■ TEXT PASSAGE:
And let's just start by defining the way I think of emotional resilience. The way I define that is the ability to recognize, understand and process the emotions you experience so that they move through you instead of getting stuck or becoming intrusive in your life and or your body. And in this episode I'm going to flesh this all out a little more. So don't worry if that doesn't fully make sense, I'm going to walk you through it. And I'm going to start by giving you two examples of made up people and made up situations to illustrate what it looks like to have emotional resilience and then what it looks like as a caregiver without it. Now, these are fictional situations and fictional people, but I obviously drew from my own experience, from my experience of caregivers, and so it's elements of the truth, but this particular example is just totally made up. So Mary and again just the name I picked from my head, it's not specific to any person.

Marika Humphreys:

Mary is a caregiver for her husband, but she does not have strong emotional resilience skills. She has always pushed her emotions away and avoided them. That's how she's dealt with her emotions in her life. So she has that pattern and she and her husband usually go out with friends every other Friday night, something they've done for a long time. But due to her husband's declining health they had to cancel and they probably won't be able to even resume these social get togethers because her husband just doesn't have the energy to engage in this group setting anymore. And Mary understands this, but she feels the loss of that social connection that Friday night that was so fun for all of them. But she ignores it and tells herself okay, just be strong, just stay positive, and she kind of just pushes in her feelings under the rug. But she, over the next couple of weeks, just starts to feel more and more lonely, and so, to cope, she kind of really starts numbing herself in the evenings, when it's the worst. I stayed up late watching her favorite shows, drinking wine, eating chocolate, and she's doing it more and more often, much more than she was before. And because she's staying up late and drinking more wine than she normally would, she's not sleeping as well and she starts to become tired and worn down during the days. And because she's not sleeping as well, she's also more irritable and she has less patience with her husband and sometimes she loses her temper with him when that she feels terrible about afterward, and then she also starts to develop a kind of a weird pain in her chest area that starts to worry her. So that's Mary's situation.

■ GIVEN MATERIAL:
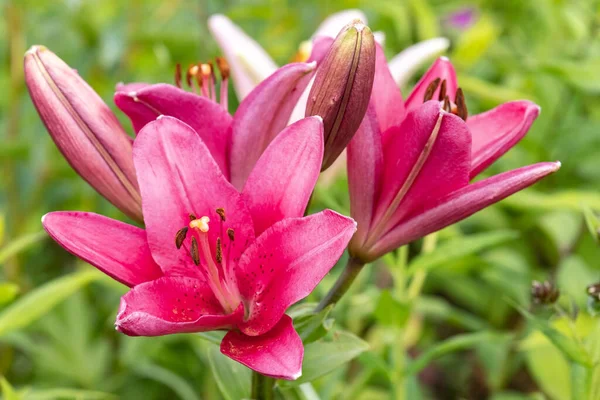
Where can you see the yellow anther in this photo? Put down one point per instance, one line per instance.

■ WHAT IS REQUIRED:
Reproduce the full passage on emotional resilience above, word for word.

■ ANSWER TO THIS EXERCISE:
And let's just start by defining the way I think of emotional resilience. The way I define that is the ability to recognize, understand and process the emotions you experience so that they move through you instead of getting stuck or becoming intrusive in your life and or your body. And in this episode I'm going to flesh this all out a little more. So don't worry if that doesn't fully make sense, I'm going to walk you through it. And I'm going to start by giving you two examples of made up people and made up situations to illustrate what it looks like to have emotional resilience and then what it looks like as a caregiver without it. Now, these are fictional situations and fictional people, but I obviously drew from my own experience, from my experience of caregivers, and so it's elements of the truth, but this particular example is just totally made up. So Mary and again just the name I picked from my head, it's not specific to any person.

Marika Humphreys:

Mary is a caregiver for her husband, but she does not have strong emotional resilience skills. She has always pushed her emotions away and avoided them. That's how she's dealt with her emotions in her life. So she has that pattern and she and her husband usually go out with friends every other Friday night, something they've done for a long time. But due to her husband's declining health they had to cancel and they probably won't be able to even resume these social get togethers because her husband just doesn't have the energy to engage in this group setting anymore. And Mary understands this, but she feels the loss of that social connection that Friday night that was so fun for all of them. But she ignores it and tells herself okay, just be strong, just stay positive, and she kind of just pushes in her feelings under the rug. But she, over the next couple of weeks, just starts to feel more and more lonely, and so, to cope, she kind of really starts numbing herself in the evenings, when it's the worst. I stayed up late watching her favorite shows, drinking wine, eating chocolate, and she's doing it more and more often, much more than she was before. And because she's staying up late and drinking more wine than she normally would, she's not sleeping as well and she starts to become tired and worn down during the days. And because she's not sleeping as well, she's also more irritable and she has less patience with her husband and sometimes she loses her temper with him when that she feels terrible about afterward, and then she also starts to develop a kind of a weird pain in her chest area that starts to worry her. So that's Mary's situation.